Try it » Every line from the one bearing "nostril shown in this photograph." through the last line of the entries should be printed exactly, with no other output.

------------------------------------------------

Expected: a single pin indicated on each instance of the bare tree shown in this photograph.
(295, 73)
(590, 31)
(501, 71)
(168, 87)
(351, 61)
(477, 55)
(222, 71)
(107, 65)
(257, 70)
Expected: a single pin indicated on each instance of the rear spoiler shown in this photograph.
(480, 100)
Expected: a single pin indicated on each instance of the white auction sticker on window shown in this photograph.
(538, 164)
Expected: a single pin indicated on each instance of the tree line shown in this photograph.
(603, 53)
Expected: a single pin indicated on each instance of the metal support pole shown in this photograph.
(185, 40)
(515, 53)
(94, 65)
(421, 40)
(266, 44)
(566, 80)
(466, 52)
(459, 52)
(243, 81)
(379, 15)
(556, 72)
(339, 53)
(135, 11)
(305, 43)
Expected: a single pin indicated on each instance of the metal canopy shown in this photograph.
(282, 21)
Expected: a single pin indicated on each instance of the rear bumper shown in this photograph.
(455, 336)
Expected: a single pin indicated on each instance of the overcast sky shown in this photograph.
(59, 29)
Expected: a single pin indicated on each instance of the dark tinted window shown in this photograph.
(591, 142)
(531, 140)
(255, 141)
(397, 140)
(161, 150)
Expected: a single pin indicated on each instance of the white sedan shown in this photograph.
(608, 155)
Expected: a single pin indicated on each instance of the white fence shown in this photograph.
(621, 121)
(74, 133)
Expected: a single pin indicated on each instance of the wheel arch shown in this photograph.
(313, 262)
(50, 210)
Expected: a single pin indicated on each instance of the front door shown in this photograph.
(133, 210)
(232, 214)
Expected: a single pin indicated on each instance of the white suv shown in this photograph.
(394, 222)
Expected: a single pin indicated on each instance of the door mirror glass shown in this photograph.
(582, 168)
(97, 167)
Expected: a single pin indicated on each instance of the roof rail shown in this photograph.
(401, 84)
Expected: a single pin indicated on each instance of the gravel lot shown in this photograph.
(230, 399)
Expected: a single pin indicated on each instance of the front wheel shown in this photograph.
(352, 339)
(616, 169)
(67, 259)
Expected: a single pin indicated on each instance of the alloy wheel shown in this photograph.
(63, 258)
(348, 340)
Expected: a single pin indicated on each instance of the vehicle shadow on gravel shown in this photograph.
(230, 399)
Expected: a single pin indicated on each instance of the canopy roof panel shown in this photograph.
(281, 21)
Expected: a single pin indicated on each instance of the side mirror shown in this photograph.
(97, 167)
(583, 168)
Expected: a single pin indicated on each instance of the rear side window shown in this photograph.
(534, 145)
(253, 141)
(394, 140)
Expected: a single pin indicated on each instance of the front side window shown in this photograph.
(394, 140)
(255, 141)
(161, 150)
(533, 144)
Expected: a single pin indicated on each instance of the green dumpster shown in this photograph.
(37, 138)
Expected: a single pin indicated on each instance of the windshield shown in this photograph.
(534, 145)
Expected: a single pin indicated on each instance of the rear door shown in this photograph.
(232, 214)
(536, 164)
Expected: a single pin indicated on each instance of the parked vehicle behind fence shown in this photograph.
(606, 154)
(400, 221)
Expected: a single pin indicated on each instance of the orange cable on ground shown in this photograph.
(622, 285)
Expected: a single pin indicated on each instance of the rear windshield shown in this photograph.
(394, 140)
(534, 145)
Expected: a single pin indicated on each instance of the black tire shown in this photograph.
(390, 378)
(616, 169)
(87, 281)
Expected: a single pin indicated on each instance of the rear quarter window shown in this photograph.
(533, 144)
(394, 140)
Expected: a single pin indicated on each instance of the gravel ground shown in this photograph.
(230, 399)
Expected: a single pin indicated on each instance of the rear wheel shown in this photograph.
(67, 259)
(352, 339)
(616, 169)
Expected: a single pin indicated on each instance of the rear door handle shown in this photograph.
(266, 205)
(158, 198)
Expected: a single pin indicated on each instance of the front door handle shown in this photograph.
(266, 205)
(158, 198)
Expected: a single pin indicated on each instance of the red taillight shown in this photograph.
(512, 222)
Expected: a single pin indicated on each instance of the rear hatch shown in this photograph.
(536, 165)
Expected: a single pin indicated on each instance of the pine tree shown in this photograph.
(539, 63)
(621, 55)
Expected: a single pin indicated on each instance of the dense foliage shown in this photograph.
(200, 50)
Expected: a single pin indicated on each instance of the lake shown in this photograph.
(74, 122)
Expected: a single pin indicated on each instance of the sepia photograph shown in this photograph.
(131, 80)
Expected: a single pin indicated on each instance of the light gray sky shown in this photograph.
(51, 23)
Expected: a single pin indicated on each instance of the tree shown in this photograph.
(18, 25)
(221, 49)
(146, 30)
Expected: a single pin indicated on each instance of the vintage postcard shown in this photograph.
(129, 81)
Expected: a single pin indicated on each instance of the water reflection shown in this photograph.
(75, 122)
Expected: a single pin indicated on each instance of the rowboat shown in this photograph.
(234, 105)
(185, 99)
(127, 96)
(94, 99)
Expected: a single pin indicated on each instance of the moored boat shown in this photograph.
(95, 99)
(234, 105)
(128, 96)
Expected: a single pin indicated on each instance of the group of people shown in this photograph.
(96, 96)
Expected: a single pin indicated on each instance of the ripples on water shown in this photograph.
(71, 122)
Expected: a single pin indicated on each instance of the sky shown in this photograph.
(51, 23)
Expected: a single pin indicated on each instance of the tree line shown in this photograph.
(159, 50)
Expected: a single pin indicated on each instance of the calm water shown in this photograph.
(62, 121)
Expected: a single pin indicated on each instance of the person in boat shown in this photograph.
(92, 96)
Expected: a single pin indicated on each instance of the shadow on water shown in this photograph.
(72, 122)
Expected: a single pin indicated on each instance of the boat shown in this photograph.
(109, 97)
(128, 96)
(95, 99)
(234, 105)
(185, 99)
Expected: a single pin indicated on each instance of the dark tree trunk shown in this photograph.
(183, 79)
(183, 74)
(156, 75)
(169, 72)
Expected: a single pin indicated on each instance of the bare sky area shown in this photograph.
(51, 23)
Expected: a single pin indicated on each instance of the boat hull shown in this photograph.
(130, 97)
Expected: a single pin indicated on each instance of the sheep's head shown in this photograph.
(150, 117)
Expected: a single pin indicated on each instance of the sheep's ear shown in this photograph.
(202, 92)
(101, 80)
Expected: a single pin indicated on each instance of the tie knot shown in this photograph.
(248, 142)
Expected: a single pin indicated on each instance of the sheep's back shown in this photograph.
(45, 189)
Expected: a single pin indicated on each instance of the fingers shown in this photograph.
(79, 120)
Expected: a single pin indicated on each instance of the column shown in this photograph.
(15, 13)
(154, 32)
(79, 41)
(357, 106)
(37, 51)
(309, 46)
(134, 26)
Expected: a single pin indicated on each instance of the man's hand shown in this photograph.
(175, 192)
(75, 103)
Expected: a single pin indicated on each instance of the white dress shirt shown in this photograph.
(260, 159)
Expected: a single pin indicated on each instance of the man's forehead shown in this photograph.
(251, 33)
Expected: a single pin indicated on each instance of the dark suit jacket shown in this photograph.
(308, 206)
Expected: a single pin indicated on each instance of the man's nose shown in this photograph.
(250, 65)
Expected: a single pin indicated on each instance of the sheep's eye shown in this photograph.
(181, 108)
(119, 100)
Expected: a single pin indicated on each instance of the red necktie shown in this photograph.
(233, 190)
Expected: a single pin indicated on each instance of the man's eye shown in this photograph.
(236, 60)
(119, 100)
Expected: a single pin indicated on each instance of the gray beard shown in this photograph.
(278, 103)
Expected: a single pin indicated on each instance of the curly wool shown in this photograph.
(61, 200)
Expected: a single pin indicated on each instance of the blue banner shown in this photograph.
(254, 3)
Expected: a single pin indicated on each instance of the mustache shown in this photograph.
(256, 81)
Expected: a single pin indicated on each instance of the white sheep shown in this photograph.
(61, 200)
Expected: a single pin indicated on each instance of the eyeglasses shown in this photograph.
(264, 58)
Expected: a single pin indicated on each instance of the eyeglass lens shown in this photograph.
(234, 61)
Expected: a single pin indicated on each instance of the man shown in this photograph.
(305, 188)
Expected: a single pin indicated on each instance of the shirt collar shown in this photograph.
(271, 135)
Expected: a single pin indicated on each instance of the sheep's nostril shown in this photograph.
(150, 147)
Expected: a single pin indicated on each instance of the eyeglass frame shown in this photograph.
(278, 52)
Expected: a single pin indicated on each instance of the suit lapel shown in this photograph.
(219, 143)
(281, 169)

------------------------------------------------

Response below »
Expected: a single pin indicated on each instance of the sheep's nostril shown in this photograph.
(150, 147)
Expected: a single pin indicated on each instance of the eyeglass frame shown in this photograph.
(278, 52)
Expected: a single pin indicated on each instance of the suit lapel shown in this photograph.
(219, 143)
(281, 169)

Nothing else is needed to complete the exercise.